WHAT TO PRODUCE
Could you give every line of the material below as a numbered list, leaving out the blank lines?
───── TASK INPUTS
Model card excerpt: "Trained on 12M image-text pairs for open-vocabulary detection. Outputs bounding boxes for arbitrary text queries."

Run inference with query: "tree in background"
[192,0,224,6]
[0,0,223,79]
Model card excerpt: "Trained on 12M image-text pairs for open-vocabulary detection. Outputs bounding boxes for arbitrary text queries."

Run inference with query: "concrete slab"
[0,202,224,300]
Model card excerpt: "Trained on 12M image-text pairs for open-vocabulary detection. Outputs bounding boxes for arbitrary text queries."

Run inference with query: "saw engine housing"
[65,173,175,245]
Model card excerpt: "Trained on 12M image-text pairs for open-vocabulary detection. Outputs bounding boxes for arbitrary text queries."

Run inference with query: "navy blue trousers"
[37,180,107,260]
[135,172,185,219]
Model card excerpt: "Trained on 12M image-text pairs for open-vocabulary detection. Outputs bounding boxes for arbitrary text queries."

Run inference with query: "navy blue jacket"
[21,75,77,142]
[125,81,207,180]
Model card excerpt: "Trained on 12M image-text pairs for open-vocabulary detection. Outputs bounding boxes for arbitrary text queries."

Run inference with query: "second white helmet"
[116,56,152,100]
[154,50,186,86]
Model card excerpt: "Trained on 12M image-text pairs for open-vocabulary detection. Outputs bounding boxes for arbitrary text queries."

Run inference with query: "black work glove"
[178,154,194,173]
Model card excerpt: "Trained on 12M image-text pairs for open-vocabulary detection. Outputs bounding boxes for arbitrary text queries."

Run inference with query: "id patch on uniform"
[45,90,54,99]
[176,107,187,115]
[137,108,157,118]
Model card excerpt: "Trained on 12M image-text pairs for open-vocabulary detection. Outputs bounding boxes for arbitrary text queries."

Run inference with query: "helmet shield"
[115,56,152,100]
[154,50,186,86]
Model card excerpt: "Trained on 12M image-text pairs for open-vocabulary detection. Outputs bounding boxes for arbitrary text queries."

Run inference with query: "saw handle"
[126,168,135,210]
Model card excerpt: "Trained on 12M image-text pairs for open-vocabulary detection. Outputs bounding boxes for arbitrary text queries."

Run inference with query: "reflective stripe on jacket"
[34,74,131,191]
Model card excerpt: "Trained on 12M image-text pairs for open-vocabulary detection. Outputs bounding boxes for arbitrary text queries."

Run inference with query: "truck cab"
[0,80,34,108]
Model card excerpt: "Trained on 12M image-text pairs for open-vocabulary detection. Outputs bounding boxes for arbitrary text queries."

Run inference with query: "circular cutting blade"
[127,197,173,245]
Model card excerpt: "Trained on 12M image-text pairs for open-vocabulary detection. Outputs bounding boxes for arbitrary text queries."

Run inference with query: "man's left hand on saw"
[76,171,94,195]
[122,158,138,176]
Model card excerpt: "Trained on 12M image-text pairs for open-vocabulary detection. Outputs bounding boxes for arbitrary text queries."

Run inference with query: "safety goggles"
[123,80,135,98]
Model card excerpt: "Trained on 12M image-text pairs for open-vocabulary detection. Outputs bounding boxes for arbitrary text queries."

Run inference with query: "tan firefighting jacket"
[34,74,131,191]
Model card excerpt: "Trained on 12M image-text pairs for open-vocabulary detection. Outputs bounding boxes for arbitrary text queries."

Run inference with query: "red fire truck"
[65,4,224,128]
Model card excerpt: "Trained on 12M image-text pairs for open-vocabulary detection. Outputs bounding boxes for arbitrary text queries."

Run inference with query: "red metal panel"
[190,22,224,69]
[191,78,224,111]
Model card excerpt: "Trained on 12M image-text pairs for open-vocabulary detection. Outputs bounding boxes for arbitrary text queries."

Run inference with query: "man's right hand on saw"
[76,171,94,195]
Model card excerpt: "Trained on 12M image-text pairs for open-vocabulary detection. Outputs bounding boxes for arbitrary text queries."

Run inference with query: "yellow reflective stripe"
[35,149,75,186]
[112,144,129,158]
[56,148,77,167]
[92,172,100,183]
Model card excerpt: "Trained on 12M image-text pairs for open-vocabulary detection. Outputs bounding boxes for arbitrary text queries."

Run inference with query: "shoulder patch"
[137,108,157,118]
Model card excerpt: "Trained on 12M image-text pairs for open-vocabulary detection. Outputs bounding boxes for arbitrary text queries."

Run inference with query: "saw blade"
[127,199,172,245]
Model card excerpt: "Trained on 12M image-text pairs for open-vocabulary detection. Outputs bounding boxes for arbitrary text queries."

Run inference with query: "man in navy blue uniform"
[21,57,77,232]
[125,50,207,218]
──────────
EXERCISE OUTPUT
1. Model card excerpt: "Trained on 12M image-text pairs for open-vocabulary detection. Outputs bounding boxes for arbitrary text queries."
2. Run inference with query: "tree in background"
3. [192,0,224,6]
4. [0,0,223,79]
5. Model card excerpt: "Trained on 12M image-text pairs for open-vocabulary detection. Outputs bounding boxes for arbitrary text queries."
6. Run inference with query: "concrete slab"
7. [0,202,224,300]
8. Model card excerpt: "Trained on 12M image-text pairs for open-vocabulary detection. Outputs bounding boxes for arbitrary text queries."
9. Run inference with query: "saw engine housing"
10. [65,173,175,245]
11. Model card excerpt: "Trained on 12M image-text pairs for open-vocabulary detection. Outputs bounding boxes for arbitrary text queries."
12. Run inference with query: "navy blue trousers"
13. [37,180,107,260]
14. [135,172,185,219]
15. Model card excerpt: "Trained on 12M image-text pairs for open-vocabulary detection. Outputs bounding boxes for arbitrary text queries."
16. Run inference with query: "navy blue jacket"
17. [21,75,77,142]
18. [125,81,207,180]
19. Model card excerpt: "Trained on 12M image-text pairs for open-vocabulary detection. Outputs bounding boxes for arbitrary text queries."
20. Run inference with query: "second white helmet"
21. [116,56,152,100]
22. [154,50,186,86]
23. Model card excerpt: "Trained on 12M image-text pairs for open-vocabulary detection. Outputs bounding boxes for arbitrary text queries."
24. Run inference with query: "black work glove"
25. [178,154,194,173]
26. Model card excerpt: "Trained on 12M image-text pairs for open-vocabulary detection. Outputs bounding boxes for arbitrary text queries."
27. Run inference with query: "id patch on uniform"
28. [45,90,54,99]
29. [176,107,187,115]
30. [137,108,157,118]
31. Model card excerpt: "Trained on 12M image-text pairs for open-vocabulary detection. Outputs bounding boxes for arbitrary text queries."
32. Run inference with query: "helmet shield"
33. [115,56,152,100]
34. [154,50,186,86]
35. Model card excerpt: "Trained on 12M image-text pairs for open-vocabulary detection. Outputs bounding boxes for arbitrary text queries."
36. Run inference with query: "saw handle"
37. [126,168,135,210]
38. Model card excerpt: "Trained on 12M image-text pairs for open-vocabulary detection. Outputs bounding boxes for arbitrary text queries."
39. Run inference with query: "reflective stripe on jacket"
40. [34,74,131,191]
41. Model card excerpt: "Trained on 12M image-text pairs for open-vocabulary detection. Outputs bounding boxes for arbitrary text queries."
42. Run inference with query: "truck cab"
43. [0,80,34,108]
44. Model card excerpt: "Trained on 12M image-text pairs for open-vocabulary detection. Outputs bounding boxes for arbitrary text queries."
45. Run inference with query: "circular cutting blade"
46. [127,197,173,245]
47. Model card excerpt: "Trained on 12M image-text pairs for open-vocabulary detection. Outputs bounding boxes for arbitrary text queries."
48. Run inference with query: "man's left hand on saw"
49. [76,171,94,195]
50. [122,158,138,176]
51. Model card excerpt: "Trained on 12M image-text pairs for open-vocabulary detection. Outputs bounding boxes for arbitrary text queries."
52. Run inference with query: "safety goggles"
53. [123,80,135,98]
54. Model card excerpt: "Trained on 12M image-text pairs for open-vocabulary detection. Outputs bounding boxes for arbitrary text queries."
55. Run inference with query: "tan firefighting jacket"
56. [34,74,131,191]
57. Model card excerpt: "Trained on 12M image-text pairs for open-vocabulary detection. Outputs bounding boxes for arbitrary text queries."
58. Run inference with query: "red fire truck"
59. [65,4,224,128]
60. Model card excerpt: "Trained on 12M image-text pairs for open-vocabulary detection. Outputs bounding boxes for arbitrary text queries."
61. Run inference with query: "red metal panel"
62. [190,22,224,69]
63. [191,78,224,111]
64. Model card excerpt: "Trained on 12M image-text pairs for open-vocabulary detection. Outputs bounding boxes for arbitrary text queries."
65. Run inference with query: "man's right hand on saw"
66. [76,171,94,195]
67. Model card excerpt: "Trained on 12M image-text pairs for open-vocabulary detection. Outputs bounding boxes for arbitrary text queries."
68. Run inference with query: "yellow reflective stripe"
69. [35,149,75,186]
70. [112,144,129,158]
71. [56,148,77,167]
72. [92,172,100,183]
73. Model card excerpt: "Trained on 12M image-text pairs for open-vocabulary detection. Outputs bounding boxes for arbitrary text queries."
74. Run inference with query: "shoulder patch"
75. [137,108,157,118]
76. Model card excerpt: "Trained on 12M image-text pairs for open-vocabulary detection. Outputs bounding boxes for arbitrary text queries."
77. Run inference with query: "saw blade"
78. [127,199,172,245]
79. Model card excerpt: "Trained on 12M image-text pairs for open-vocabulary detection. Outputs bounding boxes for arbitrary text queries."
80. Run inference with query: "man in navy blue uniform"
81. [21,57,77,232]
82. [125,50,207,218]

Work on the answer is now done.